**Esercizio breve:**
Sostituisci "wall panel" con "wooden panel" nelle righe che vanno da quella contenente "Expected: for every instance of the brown" fino alla fine del materiale, estremi inclusi, e riscrivi quelle righe lasciando invariato tutto il resto.

╭─ Materiale

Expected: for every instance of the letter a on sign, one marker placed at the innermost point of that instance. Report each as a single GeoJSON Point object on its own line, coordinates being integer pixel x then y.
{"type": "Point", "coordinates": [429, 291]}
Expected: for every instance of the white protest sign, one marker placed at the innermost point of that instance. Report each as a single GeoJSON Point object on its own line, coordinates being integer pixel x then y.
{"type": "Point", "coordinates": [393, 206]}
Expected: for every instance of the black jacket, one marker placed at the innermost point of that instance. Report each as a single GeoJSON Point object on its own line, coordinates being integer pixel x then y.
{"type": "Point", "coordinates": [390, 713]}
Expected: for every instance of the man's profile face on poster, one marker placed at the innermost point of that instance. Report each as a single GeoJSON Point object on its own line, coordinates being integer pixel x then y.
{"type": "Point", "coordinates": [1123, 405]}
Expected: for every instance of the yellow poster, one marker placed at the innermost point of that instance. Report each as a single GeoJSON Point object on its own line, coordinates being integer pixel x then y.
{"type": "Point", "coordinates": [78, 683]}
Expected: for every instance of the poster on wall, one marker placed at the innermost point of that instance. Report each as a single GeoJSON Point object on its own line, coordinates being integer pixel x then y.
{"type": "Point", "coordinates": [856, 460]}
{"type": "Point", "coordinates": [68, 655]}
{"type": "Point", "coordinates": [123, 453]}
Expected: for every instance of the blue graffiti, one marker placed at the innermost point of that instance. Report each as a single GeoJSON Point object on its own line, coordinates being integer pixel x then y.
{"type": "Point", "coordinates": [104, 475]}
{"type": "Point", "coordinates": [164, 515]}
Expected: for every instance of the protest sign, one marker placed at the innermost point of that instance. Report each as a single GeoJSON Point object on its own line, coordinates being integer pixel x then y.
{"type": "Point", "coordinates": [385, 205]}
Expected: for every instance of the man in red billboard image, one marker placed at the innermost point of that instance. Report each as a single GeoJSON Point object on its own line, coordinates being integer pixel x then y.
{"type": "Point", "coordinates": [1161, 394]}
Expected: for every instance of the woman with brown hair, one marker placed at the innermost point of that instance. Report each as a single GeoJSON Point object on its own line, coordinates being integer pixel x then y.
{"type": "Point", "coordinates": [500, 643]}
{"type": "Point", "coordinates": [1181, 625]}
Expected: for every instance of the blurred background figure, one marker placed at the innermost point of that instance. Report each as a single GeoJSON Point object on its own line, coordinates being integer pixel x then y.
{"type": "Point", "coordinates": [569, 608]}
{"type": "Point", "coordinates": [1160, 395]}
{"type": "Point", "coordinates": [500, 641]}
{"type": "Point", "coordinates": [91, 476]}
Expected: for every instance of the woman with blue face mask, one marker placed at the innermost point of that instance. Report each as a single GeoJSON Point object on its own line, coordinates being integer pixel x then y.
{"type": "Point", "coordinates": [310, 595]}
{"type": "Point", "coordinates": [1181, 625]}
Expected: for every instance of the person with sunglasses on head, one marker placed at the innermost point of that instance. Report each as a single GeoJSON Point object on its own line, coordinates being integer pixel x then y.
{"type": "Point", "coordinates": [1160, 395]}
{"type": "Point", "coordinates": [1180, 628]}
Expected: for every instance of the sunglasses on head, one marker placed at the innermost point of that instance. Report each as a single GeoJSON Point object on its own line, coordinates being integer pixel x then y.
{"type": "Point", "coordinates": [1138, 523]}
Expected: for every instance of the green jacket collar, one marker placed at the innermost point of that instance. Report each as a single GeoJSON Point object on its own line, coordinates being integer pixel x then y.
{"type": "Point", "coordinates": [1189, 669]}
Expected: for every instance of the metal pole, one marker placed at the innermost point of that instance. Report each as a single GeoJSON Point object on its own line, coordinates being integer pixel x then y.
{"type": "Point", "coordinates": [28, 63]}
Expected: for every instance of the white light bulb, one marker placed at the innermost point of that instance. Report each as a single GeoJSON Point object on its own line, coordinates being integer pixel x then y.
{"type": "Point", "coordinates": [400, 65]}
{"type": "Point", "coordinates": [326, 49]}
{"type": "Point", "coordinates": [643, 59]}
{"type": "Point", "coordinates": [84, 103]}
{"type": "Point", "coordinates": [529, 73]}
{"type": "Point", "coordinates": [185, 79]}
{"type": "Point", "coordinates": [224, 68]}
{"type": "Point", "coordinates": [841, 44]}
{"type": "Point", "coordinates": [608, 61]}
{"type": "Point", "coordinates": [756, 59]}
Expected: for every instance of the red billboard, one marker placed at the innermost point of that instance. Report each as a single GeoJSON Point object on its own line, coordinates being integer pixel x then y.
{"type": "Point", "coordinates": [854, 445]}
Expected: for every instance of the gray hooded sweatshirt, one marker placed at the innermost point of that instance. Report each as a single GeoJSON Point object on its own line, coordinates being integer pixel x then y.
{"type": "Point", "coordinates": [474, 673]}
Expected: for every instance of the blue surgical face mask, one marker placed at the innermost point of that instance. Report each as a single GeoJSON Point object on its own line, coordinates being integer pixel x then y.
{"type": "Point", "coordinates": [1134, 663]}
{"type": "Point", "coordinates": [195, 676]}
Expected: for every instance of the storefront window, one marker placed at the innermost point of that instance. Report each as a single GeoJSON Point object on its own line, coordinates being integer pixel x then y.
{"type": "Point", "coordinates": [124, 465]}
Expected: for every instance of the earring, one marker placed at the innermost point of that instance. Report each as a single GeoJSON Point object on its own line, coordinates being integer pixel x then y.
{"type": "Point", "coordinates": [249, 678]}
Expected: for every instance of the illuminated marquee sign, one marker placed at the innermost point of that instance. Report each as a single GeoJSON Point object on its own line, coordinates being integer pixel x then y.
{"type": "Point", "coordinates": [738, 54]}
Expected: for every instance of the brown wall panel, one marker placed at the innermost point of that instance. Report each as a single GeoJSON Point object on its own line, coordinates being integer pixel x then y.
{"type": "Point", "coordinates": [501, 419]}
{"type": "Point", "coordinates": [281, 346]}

╰─

**Risposta:**
Expected: for every instance of the brown wooden panel, one marker placed at the innermost point of that instance. Report each as a single GeoJSON Point object on its own line, coordinates being integer pixel x then y.
{"type": "Point", "coordinates": [501, 419]}
{"type": "Point", "coordinates": [281, 346]}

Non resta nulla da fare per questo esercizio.